1H NMR Spectroscopy for CHM 222L Professor: S. Bruce King | Programming & Design: Yue-Ling Wong

Summary

Number of Different Hydrogens
Every chemically distinct hydrogen or group of hydrogens will give a resonance in the NMR spectra.

Integration
The area under the NMR resonance is proportional to the number of hydrogens which that resonance represents. In this way, by measuring or integrating the different NMR resonances, information regarding the relative numbers of chemically distinct hydrogens can be found. Experimentally, the integrals will appear as a line over the NMR spectrum.

> **What you need to do**
**1.** According to the NMR summary, what is the area under an NMR resonance proportional to?
**2.** Which lines of the entries contain the word "yellow"? Gather every one of them, treating uppercase and lowercase as different.
These entries have no connection to the NMR summary.

> **Stored data entries**
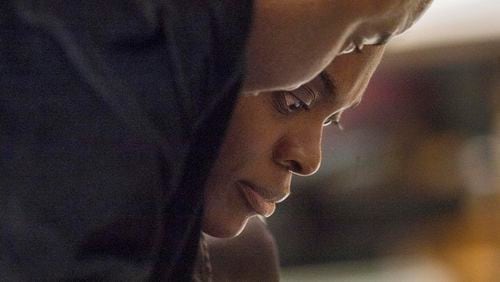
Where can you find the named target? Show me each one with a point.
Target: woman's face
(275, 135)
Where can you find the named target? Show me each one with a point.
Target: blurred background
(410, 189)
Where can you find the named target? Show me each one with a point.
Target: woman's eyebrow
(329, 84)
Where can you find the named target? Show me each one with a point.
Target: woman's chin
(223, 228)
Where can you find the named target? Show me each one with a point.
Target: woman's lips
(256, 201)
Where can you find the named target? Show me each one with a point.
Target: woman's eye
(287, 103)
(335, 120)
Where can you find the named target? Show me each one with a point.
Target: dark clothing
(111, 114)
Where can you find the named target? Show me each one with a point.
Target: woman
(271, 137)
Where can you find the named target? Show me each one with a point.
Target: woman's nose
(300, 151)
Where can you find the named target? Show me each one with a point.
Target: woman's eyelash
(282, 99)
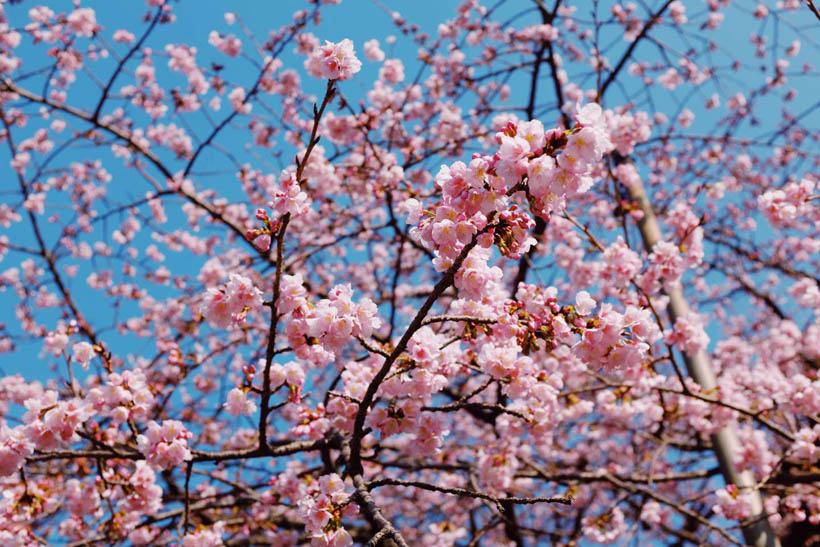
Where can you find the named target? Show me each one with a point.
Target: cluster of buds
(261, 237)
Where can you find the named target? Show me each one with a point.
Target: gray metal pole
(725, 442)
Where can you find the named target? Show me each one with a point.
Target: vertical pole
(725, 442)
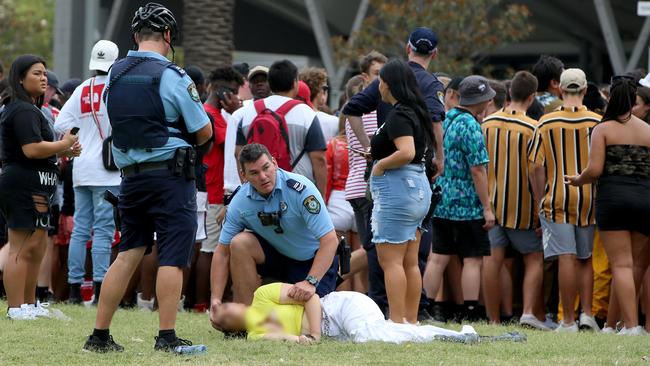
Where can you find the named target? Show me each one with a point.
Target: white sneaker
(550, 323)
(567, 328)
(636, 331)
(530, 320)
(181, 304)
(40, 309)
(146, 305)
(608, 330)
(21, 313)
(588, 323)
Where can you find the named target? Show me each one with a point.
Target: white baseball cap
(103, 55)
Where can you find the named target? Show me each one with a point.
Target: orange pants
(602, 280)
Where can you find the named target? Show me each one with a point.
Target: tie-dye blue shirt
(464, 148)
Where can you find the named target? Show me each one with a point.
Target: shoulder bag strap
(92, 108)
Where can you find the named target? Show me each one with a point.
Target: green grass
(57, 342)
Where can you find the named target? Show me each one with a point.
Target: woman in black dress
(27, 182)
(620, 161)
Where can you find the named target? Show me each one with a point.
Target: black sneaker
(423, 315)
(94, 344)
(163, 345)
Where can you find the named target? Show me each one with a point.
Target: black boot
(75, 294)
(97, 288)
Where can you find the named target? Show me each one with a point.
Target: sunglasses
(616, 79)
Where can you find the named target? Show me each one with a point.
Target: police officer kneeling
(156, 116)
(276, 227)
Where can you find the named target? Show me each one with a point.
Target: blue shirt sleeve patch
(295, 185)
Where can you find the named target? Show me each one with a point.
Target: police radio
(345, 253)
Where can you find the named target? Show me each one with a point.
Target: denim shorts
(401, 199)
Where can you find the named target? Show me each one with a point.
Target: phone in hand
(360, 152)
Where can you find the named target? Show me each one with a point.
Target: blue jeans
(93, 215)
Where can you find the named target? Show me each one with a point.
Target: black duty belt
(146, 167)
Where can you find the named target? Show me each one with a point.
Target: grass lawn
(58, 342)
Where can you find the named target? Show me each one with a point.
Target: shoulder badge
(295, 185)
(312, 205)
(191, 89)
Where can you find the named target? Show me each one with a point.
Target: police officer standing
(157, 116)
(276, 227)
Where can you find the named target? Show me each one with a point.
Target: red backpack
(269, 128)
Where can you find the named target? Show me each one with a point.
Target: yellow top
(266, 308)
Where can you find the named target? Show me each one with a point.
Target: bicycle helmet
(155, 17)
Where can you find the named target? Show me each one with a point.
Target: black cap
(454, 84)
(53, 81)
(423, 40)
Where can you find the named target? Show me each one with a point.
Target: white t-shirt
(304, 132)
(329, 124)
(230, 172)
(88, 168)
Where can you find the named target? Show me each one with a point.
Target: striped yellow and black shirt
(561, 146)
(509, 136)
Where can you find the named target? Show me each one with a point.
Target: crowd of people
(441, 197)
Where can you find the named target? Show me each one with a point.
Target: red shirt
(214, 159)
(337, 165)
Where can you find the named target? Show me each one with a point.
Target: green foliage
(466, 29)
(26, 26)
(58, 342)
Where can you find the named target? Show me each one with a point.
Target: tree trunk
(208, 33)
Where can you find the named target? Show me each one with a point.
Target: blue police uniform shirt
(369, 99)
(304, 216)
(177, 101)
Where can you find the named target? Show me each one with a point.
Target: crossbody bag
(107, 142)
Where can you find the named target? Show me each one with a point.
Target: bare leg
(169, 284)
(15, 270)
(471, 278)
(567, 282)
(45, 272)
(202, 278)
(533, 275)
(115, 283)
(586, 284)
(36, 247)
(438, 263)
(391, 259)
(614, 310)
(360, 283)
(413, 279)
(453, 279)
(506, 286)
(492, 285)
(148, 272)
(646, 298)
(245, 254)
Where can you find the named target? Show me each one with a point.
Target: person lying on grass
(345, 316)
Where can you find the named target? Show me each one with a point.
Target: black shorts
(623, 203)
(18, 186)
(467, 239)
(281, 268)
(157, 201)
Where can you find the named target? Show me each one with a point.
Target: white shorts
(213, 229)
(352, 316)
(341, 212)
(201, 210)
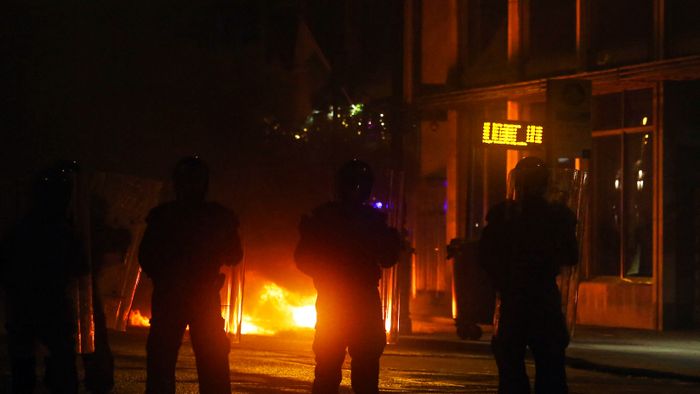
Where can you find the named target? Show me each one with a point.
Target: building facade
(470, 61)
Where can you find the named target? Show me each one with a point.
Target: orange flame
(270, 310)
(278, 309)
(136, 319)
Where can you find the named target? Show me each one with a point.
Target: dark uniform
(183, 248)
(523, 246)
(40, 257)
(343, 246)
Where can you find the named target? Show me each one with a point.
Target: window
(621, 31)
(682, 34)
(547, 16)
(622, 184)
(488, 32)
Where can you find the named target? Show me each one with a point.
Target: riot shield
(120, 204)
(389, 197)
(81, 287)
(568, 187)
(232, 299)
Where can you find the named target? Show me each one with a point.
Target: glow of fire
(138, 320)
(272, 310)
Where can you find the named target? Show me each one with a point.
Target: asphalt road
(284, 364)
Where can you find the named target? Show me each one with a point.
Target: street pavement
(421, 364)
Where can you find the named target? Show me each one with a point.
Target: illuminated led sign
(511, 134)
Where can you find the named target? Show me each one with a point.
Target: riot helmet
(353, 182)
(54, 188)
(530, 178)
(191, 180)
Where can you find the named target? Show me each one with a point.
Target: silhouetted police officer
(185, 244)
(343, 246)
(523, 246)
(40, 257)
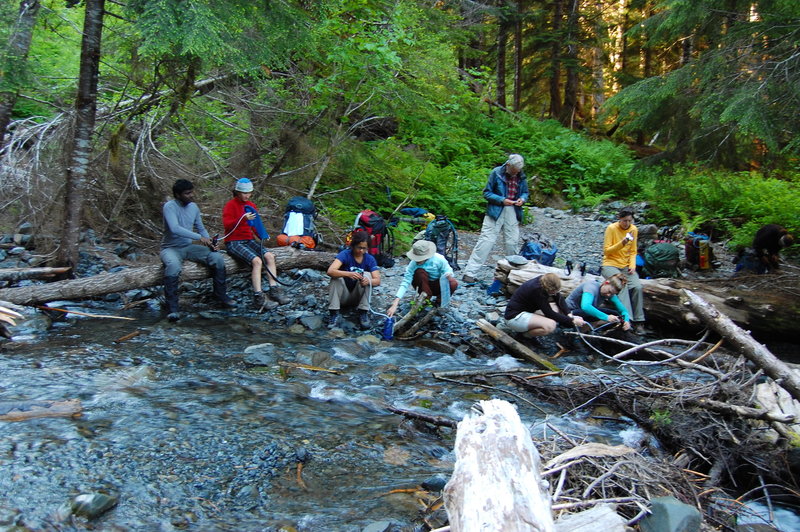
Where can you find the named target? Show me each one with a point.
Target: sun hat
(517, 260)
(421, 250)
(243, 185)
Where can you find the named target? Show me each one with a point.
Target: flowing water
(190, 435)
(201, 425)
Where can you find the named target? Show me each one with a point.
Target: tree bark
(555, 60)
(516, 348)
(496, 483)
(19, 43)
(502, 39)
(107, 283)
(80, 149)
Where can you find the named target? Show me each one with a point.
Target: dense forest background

> **Answers given**
**1.** The number of hydrogens that the resonance represents.

**2.**
Target: yellow top
Target: striped yellow and black shirt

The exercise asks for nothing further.